Natural language region descriptions

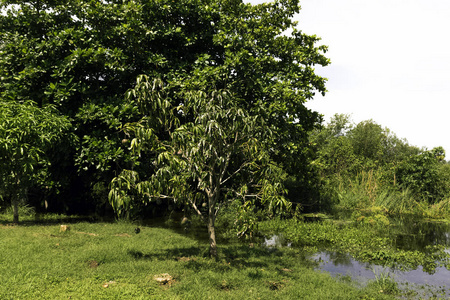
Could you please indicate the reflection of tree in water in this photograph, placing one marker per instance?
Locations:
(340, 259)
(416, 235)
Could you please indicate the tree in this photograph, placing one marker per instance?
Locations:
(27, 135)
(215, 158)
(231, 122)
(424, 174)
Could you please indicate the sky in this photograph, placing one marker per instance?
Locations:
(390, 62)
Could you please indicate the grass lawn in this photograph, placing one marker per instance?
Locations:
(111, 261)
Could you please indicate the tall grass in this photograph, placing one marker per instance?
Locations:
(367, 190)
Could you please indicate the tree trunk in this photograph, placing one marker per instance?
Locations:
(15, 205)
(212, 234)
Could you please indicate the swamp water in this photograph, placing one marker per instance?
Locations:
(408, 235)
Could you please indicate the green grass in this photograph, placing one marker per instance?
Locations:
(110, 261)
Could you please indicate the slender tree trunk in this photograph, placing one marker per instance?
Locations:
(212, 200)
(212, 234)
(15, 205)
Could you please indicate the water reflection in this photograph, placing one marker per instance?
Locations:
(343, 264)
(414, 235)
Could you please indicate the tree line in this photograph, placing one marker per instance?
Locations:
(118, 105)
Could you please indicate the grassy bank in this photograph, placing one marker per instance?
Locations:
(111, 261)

---

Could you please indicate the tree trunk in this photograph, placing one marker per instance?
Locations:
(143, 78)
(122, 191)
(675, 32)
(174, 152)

Your goal: Please report every line among the entries that includes "reflection".

Output for this exercise:
Could you please indicate the reflection of tree in water in this photograph, placing one marker per instance?
Could you please indicate the water reflection in this photograph, placing one marker per instance?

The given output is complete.